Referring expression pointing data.

Start of Block

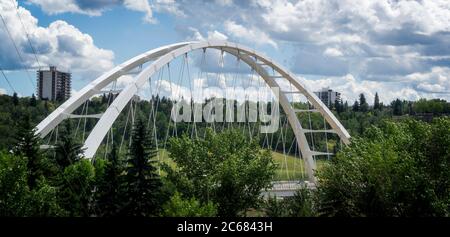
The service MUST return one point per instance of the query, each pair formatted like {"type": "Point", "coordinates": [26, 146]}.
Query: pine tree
{"type": "Point", "coordinates": [397, 107]}
{"type": "Point", "coordinates": [363, 106]}
{"type": "Point", "coordinates": [28, 147]}
{"type": "Point", "coordinates": [376, 104]}
{"type": "Point", "coordinates": [108, 187]}
{"type": "Point", "coordinates": [15, 99]}
{"type": "Point", "coordinates": [143, 184]}
{"type": "Point", "coordinates": [33, 101]}
{"type": "Point", "coordinates": [355, 106]}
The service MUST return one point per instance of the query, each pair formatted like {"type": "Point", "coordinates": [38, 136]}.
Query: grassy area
{"type": "Point", "coordinates": [295, 167]}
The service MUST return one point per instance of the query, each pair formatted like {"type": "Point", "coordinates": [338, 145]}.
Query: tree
{"type": "Point", "coordinates": [179, 207]}
{"type": "Point", "coordinates": [15, 99]}
{"type": "Point", "coordinates": [28, 146]}
{"type": "Point", "coordinates": [299, 205]}
{"type": "Point", "coordinates": [363, 106]}
{"type": "Point", "coordinates": [33, 101]}
{"type": "Point", "coordinates": [225, 168]}
{"type": "Point", "coordinates": [75, 193]}
{"type": "Point", "coordinates": [68, 149]}
{"type": "Point", "coordinates": [376, 104]}
{"type": "Point", "coordinates": [143, 184]}
{"type": "Point", "coordinates": [355, 107]}
{"type": "Point", "coordinates": [397, 107]}
{"type": "Point", "coordinates": [108, 183]}
{"type": "Point", "coordinates": [16, 198]}
{"type": "Point", "coordinates": [338, 106]}
{"type": "Point", "coordinates": [396, 169]}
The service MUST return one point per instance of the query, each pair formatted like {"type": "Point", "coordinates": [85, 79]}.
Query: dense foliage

End of Block

Among the records above, how many lines contain the word "pair"? Answer with the number by itself.

4